> _Task input_
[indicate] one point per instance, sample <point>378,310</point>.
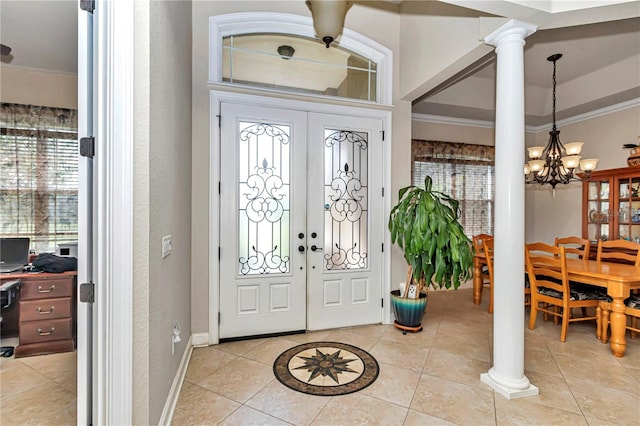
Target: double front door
<point>301,220</point>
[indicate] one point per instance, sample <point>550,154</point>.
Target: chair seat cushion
<point>574,295</point>
<point>633,301</point>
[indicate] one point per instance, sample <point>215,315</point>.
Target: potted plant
<point>424,223</point>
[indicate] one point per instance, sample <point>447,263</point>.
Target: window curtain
<point>463,171</point>
<point>39,175</point>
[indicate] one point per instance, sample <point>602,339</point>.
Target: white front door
<point>300,221</point>
<point>345,211</point>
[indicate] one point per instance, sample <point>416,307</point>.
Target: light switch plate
<point>166,246</point>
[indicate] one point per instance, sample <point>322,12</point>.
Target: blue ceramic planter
<point>408,312</point>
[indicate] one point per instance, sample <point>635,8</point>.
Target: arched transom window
<point>278,51</point>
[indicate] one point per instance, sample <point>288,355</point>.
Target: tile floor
<point>427,378</point>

> _Goal of the exercise_
Rewrite the rows from the line with "instance, sample <point>602,339</point>." to the last line of the rows, requests included, adding -17 to every coordinate in the answers.

> _In response_
[indicate] one point per instance, sample <point>602,339</point>.
Target: white front door
<point>283,204</point>
<point>328,194</point>
[indicate] one point per instance, sample <point>416,307</point>.
Target: light switch plate
<point>149,229</point>
[indicate] one point per instance, sample <point>322,12</point>.
Target: blue ceramic planter
<point>391,295</point>
[indicate] one point per instance, sample <point>635,8</point>.
Target: arched transom window
<point>261,34</point>
[indicate] one point per instance, sample <point>288,355</point>.
Target: tile floor
<point>410,361</point>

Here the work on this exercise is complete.